DESCRIPTION OF THE TASK:
Look for "Practice step: find the patterned" in the listing below, then copy exactly the line it appears in and all lines after it to the end, and nothing more.

INPUT FOR THIS TASK:

--

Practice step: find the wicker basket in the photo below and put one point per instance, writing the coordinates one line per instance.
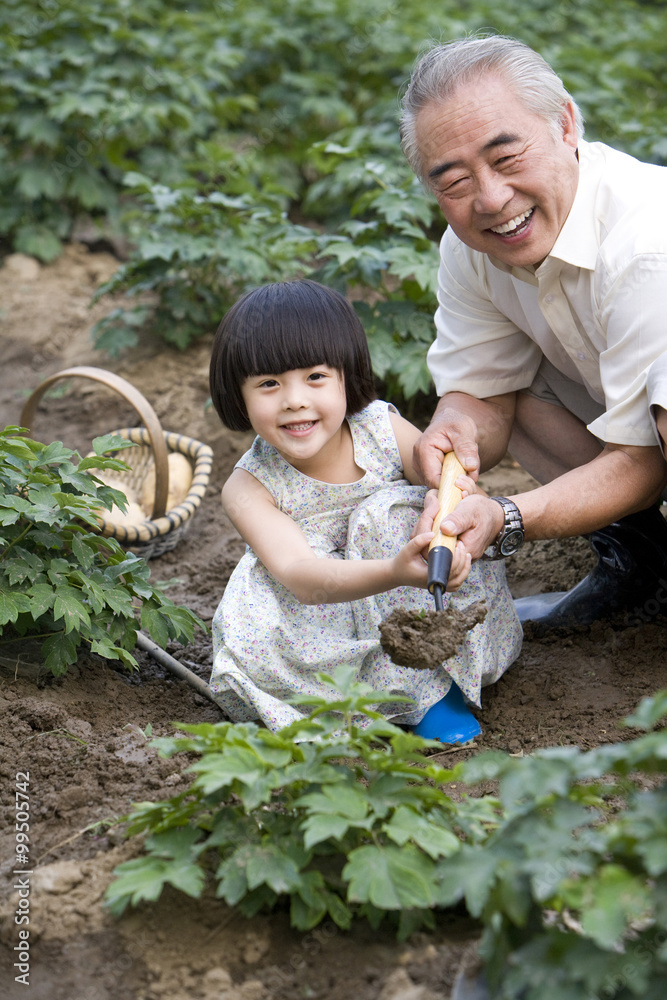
(164, 528)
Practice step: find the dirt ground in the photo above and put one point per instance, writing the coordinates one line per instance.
(81, 737)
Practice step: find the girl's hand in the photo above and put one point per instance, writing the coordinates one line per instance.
(461, 563)
(408, 565)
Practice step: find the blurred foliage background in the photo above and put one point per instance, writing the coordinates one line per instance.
(231, 143)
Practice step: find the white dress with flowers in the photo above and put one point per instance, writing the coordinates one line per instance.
(268, 647)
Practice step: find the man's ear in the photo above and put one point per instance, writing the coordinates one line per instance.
(568, 125)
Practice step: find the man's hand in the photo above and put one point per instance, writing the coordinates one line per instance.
(450, 430)
(478, 430)
(477, 521)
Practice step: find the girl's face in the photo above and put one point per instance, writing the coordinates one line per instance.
(300, 412)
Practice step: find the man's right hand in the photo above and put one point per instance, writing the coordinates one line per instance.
(449, 430)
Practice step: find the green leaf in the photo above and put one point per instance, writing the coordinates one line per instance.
(612, 899)
(171, 861)
(68, 605)
(42, 596)
(268, 865)
(406, 824)
(11, 605)
(390, 878)
(60, 652)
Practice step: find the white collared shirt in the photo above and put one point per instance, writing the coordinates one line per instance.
(596, 307)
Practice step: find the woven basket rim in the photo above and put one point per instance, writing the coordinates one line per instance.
(150, 530)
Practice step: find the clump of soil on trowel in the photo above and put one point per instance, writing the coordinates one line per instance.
(424, 640)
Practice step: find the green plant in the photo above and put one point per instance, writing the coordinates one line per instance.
(571, 884)
(204, 246)
(342, 818)
(61, 582)
(566, 869)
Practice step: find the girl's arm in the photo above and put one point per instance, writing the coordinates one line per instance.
(282, 547)
(406, 436)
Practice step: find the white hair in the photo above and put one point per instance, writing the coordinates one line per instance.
(444, 68)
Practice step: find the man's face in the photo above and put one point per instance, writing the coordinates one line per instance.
(504, 184)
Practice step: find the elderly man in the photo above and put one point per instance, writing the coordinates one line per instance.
(552, 312)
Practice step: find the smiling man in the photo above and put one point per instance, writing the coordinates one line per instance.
(552, 311)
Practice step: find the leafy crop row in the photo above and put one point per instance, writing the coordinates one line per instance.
(566, 869)
(60, 582)
(239, 142)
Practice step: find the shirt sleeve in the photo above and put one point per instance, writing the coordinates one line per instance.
(477, 349)
(633, 315)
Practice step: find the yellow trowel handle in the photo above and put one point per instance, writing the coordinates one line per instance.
(441, 547)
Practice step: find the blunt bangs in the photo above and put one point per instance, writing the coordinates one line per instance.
(287, 325)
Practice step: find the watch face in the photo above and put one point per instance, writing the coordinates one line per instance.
(511, 542)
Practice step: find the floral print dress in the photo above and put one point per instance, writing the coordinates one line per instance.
(268, 647)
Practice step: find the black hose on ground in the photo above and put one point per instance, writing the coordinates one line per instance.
(174, 666)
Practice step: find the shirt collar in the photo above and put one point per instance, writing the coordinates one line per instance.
(577, 242)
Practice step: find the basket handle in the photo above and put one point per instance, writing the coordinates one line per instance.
(141, 405)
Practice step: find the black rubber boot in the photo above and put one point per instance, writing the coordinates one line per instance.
(631, 576)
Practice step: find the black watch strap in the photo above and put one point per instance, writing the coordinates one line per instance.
(511, 535)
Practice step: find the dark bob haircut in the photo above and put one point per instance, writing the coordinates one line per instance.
(287, 325)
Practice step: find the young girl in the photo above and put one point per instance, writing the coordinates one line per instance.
(326, 499)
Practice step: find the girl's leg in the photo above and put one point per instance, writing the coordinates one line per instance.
(661, 424)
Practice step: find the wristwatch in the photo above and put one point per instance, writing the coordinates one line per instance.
(511, 534)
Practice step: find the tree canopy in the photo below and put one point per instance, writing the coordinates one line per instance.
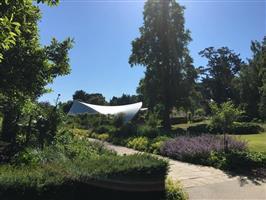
(162, 50)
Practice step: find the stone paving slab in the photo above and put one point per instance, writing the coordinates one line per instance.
(204, 183)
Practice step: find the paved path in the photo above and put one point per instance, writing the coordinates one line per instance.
(207, 182)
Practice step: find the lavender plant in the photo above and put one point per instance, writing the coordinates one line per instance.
(197, 149)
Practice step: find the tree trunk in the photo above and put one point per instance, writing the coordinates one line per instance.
(9, 126)
(166, 119)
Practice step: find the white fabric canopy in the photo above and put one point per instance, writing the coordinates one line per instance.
(128, 111)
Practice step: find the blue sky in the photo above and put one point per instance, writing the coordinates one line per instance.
(103, 31)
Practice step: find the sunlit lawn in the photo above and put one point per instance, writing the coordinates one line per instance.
(186, 125)
(256, 142)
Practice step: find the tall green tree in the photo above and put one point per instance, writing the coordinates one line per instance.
(219, 74)
(27, 66)
(162, 50)
(252, 81)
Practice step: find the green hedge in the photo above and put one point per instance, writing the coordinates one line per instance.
(238, 128)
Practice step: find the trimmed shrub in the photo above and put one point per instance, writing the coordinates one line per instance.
(103, 137)
(148, 131)
(174, 191)
(157, 143)
(139, 143)
(68, 167)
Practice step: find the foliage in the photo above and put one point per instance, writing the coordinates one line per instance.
(199, 129)
(138, 143)
(27, 58)
(94, 98)
(148, 131)
(103, 137)
(224, 116)
(256, 142)
(245, 128)
(169, 71)
(174, 190)
(70, 165)
(218, 82)
(157, 143)
(198, 149)
(124, 100)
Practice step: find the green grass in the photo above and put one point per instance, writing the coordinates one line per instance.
(186, 125)
(256, 142)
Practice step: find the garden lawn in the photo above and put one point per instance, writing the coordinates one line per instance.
(186, 125)
(256, 142)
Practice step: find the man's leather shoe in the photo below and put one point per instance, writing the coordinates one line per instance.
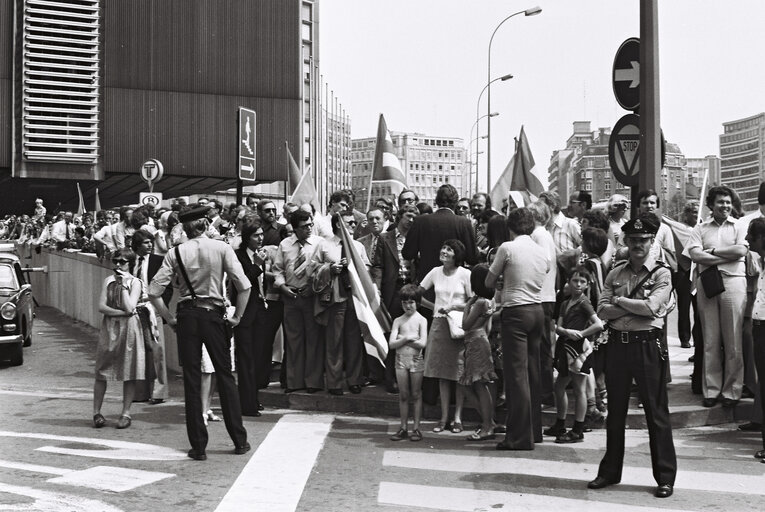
(600, 482)
(197, 455)
(663, 491)
(241, 450)
(709, 402)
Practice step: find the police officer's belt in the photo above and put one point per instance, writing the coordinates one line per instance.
(617, 336)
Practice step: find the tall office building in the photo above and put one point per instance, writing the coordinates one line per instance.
(428, 162)
(742, 157)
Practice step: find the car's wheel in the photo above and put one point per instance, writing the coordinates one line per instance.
(26, 334)
(17, 355)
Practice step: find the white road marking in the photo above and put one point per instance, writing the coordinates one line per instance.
(276, 475)
(480, 464)
(109, 478)
(473, 500)
(118, 450)
(53, 501)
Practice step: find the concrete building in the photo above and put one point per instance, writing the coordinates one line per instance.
(742, 157)
(89, 90)
(428, 162)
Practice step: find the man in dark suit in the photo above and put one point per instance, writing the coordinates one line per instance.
(248, 335)
(428, 233)
(145, 265)
(394, 273)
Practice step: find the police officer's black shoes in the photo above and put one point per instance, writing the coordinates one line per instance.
(241, 450)
(663, 491)
(600, 482)
(197, 455)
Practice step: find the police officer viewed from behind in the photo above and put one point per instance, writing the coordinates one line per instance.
(200, 318)
(634, 301)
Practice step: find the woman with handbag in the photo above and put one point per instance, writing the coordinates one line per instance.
(444, 353)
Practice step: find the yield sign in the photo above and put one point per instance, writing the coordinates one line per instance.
(624, 150)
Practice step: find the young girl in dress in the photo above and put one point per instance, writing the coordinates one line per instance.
(577, 323)
(479, 367)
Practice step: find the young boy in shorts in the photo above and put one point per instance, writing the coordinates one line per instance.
(408, 337)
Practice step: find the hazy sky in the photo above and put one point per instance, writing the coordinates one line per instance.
(423, 63)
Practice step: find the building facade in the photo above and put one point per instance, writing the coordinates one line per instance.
(89, 90)
(428, 162)
(742, 157)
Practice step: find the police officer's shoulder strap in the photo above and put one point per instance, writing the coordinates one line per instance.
(183, 273)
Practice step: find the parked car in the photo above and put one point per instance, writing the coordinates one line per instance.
(17, 308)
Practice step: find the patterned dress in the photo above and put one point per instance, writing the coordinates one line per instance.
(120, 355)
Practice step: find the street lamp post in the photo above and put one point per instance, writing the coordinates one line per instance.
(528, 12)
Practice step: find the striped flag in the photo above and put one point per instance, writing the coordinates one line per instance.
(387, 168)
(293, 172)
(374, 319)
(81, 206)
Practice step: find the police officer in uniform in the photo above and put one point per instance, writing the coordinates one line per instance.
(635, 298)
(200, 318)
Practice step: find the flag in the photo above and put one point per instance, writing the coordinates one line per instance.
(520, 175)
(680, 234)
(81, 206)
(374, 319)
(305, 191)
(387, 168)
(293, 173)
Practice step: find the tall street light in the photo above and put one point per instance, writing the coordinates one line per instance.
(528, 12)
(489, 114)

--

OUTPUT OF THE EXERCISE:
Practice step: find the patterned dress in the photo above and put one point per instance, writing the coordinates one line per instance.
(120, 355)
Practice step: find the street lamp post in the photo above and put one point per instance, writing the coordinates one line per instance.
(528, 12)
Practice step: find the striped flag in the photo above and put one point per instance, writing the coordinates one line per instance.
(387, 168)
(293, 172)
(374, 319)
(81, 206)
Practice step: find the police officer in uniform in the photo above and put one point per instance, writing the coordinates one line per instance.
(635, 298)
(200, 318)
Practice step: find the flag in the photo above and put one point per instance, writing the coordinates one line per instance.
(520, 175)
(680, 234)
(81, 206)
(374, 319)
(305, 191)
(387, 168)
(293, 173)
Practice step: find the tall street light in the photo above and put one point per instance, writing the coordinates one line per instance.
(528, 12)
(489, 114)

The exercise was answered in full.